Goal:
From the resume callback study below, copy word for word the stretch that begins with the words "The candidates were" and ends with "of male workers.".

Selected passage:
+++++
During the 2007-2009 recession, an estimated one out of every six U.S. workers lost their job at least once. The unemployment rate continued at a higher-than-average rate in the years that the economy was recovering. Research shows that the psychological and financial damage created through unemployment can be long-lasting.

The research completed by Prof. Pedulla involved over 2,400 applications, submitted for 1,210 open positions. The study was completed throughout five cities in the U.S. between November of 2012 and June of 2013. The fake resumes belonged to both female and male candidates who were graduates of large public universities throughout the Midwest.

The candidates were given similar work histories until the prior 12 months. For the most recent 12-month period, each candidate was put into one of five categories. The applicants were either unemployed, working at a job below their skill level (a retail store sales associate), were working at a position provided by a temporary employment agency, working a part-time position, or working full time.

Of the male and female applicants who currently already had full-time employment, over 10 percent received a call back from the potential employer.

The men and women who were working a job well below their skill level received much lower numbers. Of the women, 5.2 percent received a call back compared to 4.7 percent of male workers.

The candidates employed through a temporary agency received similar results. Men received a call back rate of 7.1 percent. This category came in second, only behind those who already had a full time job. The women employed through temporary services received a call back of 8.3 percent.

When it came to hiring female applicants, the employers didn’t penalize them for being in a part-time job. They received a call back rate of 10.9 percent. However, male applicants who were currently working part-time positions only received a 4.8 percent call back rate. This was just slightly better than the 4.2 percent of unemployed men who received a call back. The rate of unemployed women who were called back was 7.5 percent.

Discrimination against men

According to a separate survey, which was given to managers in charge of the hiring process, men are penalized for taking a part-time position because it creates the perception of a lack of commitment.

While this does not explain why managers don’t perceive women that way, maybe managers assume that women working part-time may have done so for childcare reasons (and are now more available to work full-time) whereas men (whom managers may assume have never had to cut back on work hours for childcare reasons) in a part-time role might be signaling something negative about their competency.
+++++
Entries shown:
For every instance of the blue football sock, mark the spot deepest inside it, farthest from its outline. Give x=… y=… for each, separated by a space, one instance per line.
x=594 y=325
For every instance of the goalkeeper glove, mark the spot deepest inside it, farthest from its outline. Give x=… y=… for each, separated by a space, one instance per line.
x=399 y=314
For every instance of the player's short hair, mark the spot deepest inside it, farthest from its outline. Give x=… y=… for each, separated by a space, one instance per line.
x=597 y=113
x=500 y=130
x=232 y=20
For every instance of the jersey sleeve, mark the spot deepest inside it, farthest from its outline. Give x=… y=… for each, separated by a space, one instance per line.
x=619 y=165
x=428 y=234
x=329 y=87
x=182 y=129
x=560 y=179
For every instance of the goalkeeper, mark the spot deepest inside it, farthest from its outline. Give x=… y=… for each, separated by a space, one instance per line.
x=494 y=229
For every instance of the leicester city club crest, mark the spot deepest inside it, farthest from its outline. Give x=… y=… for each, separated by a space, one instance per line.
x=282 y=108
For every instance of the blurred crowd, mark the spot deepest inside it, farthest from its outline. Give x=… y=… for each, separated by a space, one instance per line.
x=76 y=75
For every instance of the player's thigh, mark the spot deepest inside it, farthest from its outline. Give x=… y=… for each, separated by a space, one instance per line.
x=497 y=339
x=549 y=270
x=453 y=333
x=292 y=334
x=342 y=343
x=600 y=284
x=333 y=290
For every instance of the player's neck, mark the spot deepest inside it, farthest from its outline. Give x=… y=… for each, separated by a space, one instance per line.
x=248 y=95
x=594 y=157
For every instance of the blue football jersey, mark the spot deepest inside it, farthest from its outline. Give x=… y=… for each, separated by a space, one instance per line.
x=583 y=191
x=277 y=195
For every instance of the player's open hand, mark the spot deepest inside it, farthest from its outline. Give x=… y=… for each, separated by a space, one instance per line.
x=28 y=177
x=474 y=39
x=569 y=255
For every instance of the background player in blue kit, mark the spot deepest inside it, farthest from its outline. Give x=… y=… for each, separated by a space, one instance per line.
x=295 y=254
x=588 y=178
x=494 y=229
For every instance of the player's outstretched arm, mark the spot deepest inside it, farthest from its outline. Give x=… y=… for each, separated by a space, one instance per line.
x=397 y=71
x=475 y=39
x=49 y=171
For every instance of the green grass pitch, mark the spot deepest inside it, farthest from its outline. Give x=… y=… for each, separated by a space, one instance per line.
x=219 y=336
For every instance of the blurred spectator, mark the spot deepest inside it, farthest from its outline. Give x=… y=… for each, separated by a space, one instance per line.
+++++
Reply:
The candidates were given similar work histories until the prior 12 months. For the most recent 12-month period, each candidate was put into one of five categories. The applicants were either unemployed, working at a job below their skill level (a retail store sales associate), were working at a position provided by a temporary employment agency, working a part-time position, or working full time.

Of the male and female applicants who currently already had full-time employment, over 10 percent received a call back from the potential employer.

The men and women who were working a job well below their skill level received much lower numbers. Of the women, 5.2 percent received a call back compared to 4.7 percent of male workers.